(Point annotations for photos)
========
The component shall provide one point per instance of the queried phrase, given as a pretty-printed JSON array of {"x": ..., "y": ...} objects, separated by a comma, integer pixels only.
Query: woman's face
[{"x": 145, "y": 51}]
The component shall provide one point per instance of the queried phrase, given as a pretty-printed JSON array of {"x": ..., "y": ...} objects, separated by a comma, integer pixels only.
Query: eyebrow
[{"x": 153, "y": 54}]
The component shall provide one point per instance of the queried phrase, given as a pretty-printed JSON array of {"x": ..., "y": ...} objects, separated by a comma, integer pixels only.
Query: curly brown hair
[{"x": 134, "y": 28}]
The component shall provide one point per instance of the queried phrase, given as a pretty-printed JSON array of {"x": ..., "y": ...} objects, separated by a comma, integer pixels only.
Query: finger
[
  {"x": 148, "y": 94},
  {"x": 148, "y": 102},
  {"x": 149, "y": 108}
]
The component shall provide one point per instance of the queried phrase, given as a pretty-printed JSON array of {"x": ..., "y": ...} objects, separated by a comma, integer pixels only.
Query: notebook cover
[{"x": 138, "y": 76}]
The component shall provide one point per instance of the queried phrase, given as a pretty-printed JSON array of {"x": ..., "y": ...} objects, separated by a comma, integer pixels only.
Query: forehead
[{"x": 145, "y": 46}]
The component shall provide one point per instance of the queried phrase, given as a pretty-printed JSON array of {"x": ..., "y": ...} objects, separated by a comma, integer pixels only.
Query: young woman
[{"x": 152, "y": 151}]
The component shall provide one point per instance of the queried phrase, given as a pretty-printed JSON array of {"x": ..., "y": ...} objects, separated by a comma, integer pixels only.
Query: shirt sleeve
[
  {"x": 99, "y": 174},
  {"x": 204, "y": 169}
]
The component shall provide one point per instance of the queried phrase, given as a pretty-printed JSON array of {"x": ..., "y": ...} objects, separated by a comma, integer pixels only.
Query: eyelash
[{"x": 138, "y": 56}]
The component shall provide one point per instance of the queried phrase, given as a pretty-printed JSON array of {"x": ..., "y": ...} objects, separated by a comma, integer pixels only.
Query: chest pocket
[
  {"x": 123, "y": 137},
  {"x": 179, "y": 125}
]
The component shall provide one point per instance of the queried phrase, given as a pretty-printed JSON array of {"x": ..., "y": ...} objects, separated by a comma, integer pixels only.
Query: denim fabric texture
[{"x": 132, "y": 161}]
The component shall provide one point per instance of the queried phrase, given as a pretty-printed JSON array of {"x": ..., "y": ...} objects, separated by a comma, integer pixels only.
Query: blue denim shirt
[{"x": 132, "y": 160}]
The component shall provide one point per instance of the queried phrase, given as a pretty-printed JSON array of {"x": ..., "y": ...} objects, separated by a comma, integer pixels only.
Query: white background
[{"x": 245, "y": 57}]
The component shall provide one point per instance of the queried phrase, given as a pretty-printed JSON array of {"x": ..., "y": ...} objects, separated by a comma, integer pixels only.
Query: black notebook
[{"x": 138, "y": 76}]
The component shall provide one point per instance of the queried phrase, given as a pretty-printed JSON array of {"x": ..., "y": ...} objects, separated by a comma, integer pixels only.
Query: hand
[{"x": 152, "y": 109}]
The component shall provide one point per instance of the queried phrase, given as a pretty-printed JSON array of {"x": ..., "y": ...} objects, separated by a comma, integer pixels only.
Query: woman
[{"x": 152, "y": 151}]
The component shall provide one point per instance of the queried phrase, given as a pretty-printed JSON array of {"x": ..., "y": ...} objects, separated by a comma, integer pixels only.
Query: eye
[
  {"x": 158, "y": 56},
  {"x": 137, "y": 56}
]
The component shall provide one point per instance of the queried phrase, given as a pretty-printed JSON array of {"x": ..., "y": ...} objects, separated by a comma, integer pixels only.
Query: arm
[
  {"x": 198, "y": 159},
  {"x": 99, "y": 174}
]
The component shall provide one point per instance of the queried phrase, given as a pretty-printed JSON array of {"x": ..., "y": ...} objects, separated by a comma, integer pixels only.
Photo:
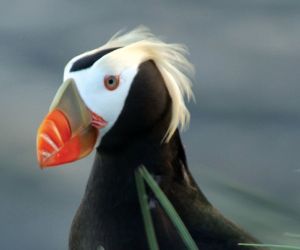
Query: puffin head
[{"x": 114, "y": 93}]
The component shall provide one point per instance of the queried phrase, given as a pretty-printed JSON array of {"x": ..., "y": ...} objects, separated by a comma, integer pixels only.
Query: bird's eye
[{"x": 111, "y": 82}]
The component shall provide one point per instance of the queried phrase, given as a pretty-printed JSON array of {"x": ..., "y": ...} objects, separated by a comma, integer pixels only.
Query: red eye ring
[{"x": 111, "y": 82}]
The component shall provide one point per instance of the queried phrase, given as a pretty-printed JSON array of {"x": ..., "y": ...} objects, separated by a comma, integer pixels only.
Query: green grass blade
[
  {"x": 143, "y": 199},
  {"x": 283, "y": 247},
  {"x": 169, "y": 209}
]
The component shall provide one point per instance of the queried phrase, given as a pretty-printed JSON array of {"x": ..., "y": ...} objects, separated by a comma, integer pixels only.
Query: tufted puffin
[{"x": 126, "y": 101}]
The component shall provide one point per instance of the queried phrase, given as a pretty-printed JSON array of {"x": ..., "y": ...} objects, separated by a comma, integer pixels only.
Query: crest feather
[{"x": 170, "y": 58}]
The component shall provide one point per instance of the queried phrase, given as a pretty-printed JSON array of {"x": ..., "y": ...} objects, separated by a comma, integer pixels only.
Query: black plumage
[{"x": 110, "y": 216}]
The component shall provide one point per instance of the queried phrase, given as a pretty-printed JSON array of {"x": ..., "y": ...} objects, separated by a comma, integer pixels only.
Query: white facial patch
[{"x": 106, "y": 103}]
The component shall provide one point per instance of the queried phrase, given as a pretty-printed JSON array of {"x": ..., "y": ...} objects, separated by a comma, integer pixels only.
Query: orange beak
[{"x": 68, "y": 132}]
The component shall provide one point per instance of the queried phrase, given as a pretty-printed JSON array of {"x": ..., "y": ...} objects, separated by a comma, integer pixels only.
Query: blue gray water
[{"x": 244, "y": 139}]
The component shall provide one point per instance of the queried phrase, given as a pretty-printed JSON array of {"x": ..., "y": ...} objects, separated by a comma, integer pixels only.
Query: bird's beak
[{"x": 67, "y": 134}]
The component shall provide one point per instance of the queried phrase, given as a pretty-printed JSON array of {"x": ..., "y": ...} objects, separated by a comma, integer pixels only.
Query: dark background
[{"x": 244, "y": 138}]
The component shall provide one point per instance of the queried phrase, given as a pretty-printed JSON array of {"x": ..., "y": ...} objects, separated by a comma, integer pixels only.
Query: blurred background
[{"x": 244, "y": 139}]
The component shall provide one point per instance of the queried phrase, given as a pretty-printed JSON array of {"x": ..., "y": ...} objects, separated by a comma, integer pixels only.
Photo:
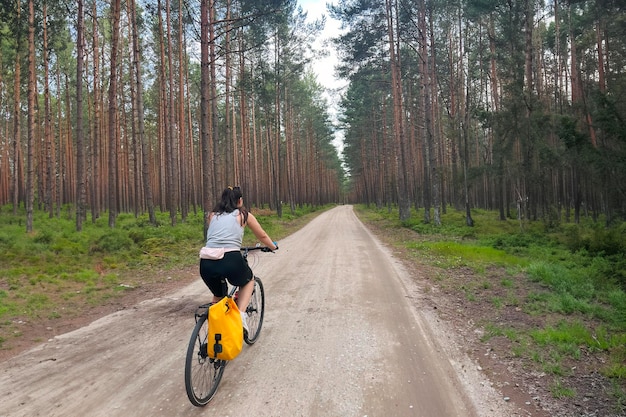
========
**WHAT IS BEING ASKED**. In the listing above, how many lines contain the word "blue"? Give only the number.

**ANSWER TO THIS TASK**. 2